▸ **EXCERPT PROVIDED**:
Lecturer in Psychology (T&R)

Email: a.mielke@qmul.ac.uk
Website: www.alex-mielke.com
Twitter: @MielkeAlexander

Research

Research Interests:

Primate Sociality and Cooperation

During my PhD, I studied sooty mangabeys and Western chimpanzees in the Tai National Park, Cote d'Ivoire, trying to device ways to compare their social systems. This has led to two broad interests: one, using naturally occurring social behaviour (grooming, grooming interventions, food sharing, spatial association) as decision making situations to quantify the complexity of cognitive processes in wild animals; the other, quantifying the social structures of animals (hierarchies, friendships, association networks) using long-term observational data

 

Reproducibility and Replicability in Observational Studies

One result of the work on sociality is the realisation that there are way too many different ways to calculate basic aspects of animal social life from data, and that our data pipelines and current publishing formats do not ensure that two researchers, with the same data, derive the same insights about the animals they study. As most of comparative ethology is indirect (we read published papers and compare our results to theirs, even if they used a different method), we do not know whether reported differences between species are due to biological differences or because researchers used different methods to calculate dominance hierarchies, social networks etc. As a first step, we have started using simulation studies to quantify the impact measurement and sampling error have on different standard methods in animal sociality research, how the choice of different dominance or sociality measures affects results, and how different linear model specifications influence researcher interpretations.

▸ **TASK LIST**:
- a) From the research profile above, list every naturally occurring social behavior named as a decision-making situation.
- b) According to the research profile, in which park and country did the PhD fieldwork take place?
- c) Carry on the research profile past its last sentence.

▸ **GIVEN INFORMATION**:
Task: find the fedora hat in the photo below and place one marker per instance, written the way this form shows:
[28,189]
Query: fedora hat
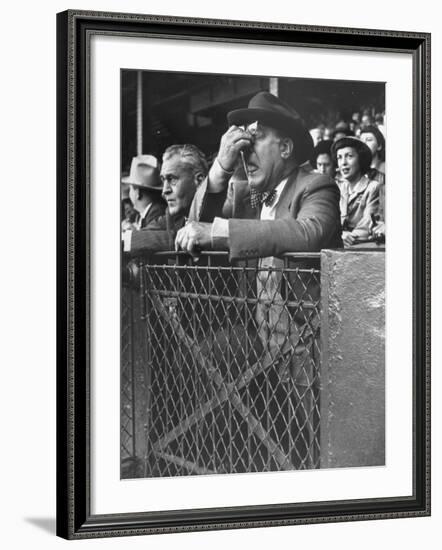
[144,173]
[271,111]
[359,146]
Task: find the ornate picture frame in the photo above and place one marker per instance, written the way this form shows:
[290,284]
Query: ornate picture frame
[76,518]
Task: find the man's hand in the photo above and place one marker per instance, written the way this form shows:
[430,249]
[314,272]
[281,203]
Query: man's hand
[348,238]
[232,142]
[194,237]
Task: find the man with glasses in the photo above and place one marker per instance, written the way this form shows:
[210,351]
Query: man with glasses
[184,168]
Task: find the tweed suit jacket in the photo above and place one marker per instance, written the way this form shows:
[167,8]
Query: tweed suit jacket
[307,216]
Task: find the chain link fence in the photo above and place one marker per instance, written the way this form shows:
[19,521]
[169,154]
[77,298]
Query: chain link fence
[230,371]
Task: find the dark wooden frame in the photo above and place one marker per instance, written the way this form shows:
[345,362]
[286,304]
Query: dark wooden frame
[74,519]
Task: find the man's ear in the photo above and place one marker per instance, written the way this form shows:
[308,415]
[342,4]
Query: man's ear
[286,148]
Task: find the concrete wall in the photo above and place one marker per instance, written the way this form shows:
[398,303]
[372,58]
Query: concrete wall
[353,358]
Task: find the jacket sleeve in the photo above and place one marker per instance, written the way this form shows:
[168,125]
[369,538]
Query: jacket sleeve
[315,225]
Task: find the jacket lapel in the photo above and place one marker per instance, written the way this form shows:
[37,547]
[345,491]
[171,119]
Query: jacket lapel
[286,197]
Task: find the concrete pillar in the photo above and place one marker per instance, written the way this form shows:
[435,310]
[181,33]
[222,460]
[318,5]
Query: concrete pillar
[353,358]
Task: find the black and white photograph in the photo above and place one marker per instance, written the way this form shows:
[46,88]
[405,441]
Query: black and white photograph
[253,244]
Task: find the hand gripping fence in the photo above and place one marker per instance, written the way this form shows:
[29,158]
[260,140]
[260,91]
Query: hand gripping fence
[220,366]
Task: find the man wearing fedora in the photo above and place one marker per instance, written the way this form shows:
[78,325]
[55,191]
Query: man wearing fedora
[282,206]
[145,190]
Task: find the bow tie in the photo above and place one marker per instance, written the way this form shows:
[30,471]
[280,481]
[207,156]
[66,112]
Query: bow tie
[267,198]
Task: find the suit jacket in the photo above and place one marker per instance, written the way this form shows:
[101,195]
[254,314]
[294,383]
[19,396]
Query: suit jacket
[357,205]
[307,216]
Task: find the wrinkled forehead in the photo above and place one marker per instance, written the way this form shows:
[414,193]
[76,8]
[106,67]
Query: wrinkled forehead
[257,128]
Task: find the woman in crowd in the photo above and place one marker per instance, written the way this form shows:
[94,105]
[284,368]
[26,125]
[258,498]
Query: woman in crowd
[373,137]
[359,194]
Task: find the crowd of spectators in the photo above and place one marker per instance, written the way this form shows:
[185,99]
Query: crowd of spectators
[352,153]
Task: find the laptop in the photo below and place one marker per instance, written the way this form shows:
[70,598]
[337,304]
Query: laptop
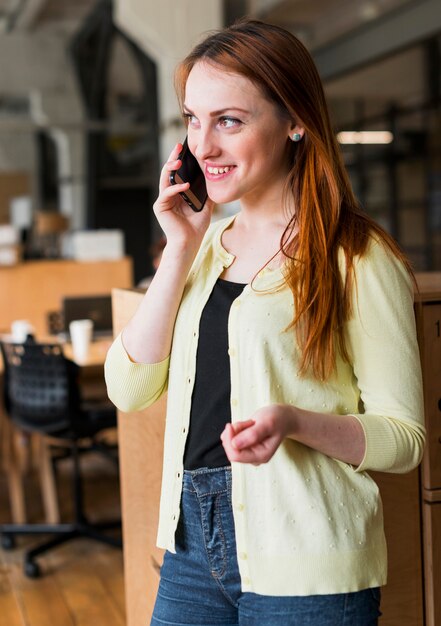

▸ **YOUR WRITTEN ANSWERS**:
- a) grooming, grooming interventions, food sharing, spatial association

- b) Tai National Park, Cote d'Ivoire.

- c)
Animal Play

Classically, studies of play have focused on partner choice - who plays with whom. In my work, I focus on the sequence of actions and reactions between players to test whether there are recognisable games and how predictable play is from the viewpoint of the individuals involved. As it is inherently more chaotic, and often faster, than 'serious' behaviours, play can be a measure for the most complex sequences an animal might encounter in their development. It is therefore a good indicator whether complex hierarchical sequence patterns, as we see them in human language, are evident in action sequences of animals - is there a 'grammar' of play, and how does it compare between species.

 

Primate Communication - Gestures, Calls, and Facial Signals

I've been fortunate enough to work in groups that use different channels to understand primate communication. I am currently involved in work on the syntax of chimpanzee gestural communication. I previously helped develop network-based approaches to quantify facial communication in humans and other species. In mangabeys, we showed the alarm calls follow predictions made by game theoretical models. Throughout, I have used of machine learning models for the study of animal communication systems (here and here for vocalisations; upcoming for gestural communication). I am working to prepare standard tools to analyse sequences of animal behaviour and communication to improve replicability and reproducibility of comparative research in this area.